Arbeitsauftrag: Nenne anhand des folgenden Ausschnitts über das Lokal „Zur Krone“ alle Gänge des regulären Speisenangebots, jeweils mit der angegebenen Anzahl.

Das neue Konzept im jüngsten Bib-Lokal „Zur Krone“ hatte schon lange mein Interesse geweckt. Neben dem mit Bedacht zusammengestellten, übersichtlichen Speisenangebot (vier Vor-, vier Hauptspeisen, zwei Desserts, that’s it!), steht neuerdings ein quer durch die Karte führendes Tasting-Menü für Entdecker bereit. Welch gute Möglichkeit, sich einmal quer durchs Programm zu futtern! Der Zeitpunkt schien der richtige, um es mit Genießern vom Fach einmal genauer unter Messer und Gabel zu nehmen. Da sich meine bessere Hälfte an jenem Wochenende in Belgien aufhielt, begaben wir uns als kulinarischer Dreier ohne Steuerfrau auf eine eindrucksvolle Geschmacksreise.

Datenauszug:

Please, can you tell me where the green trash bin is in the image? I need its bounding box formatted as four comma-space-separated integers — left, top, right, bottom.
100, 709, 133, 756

Lösung: Vier Vorspeisen, vier Hauptspeisen und zwei Desserts.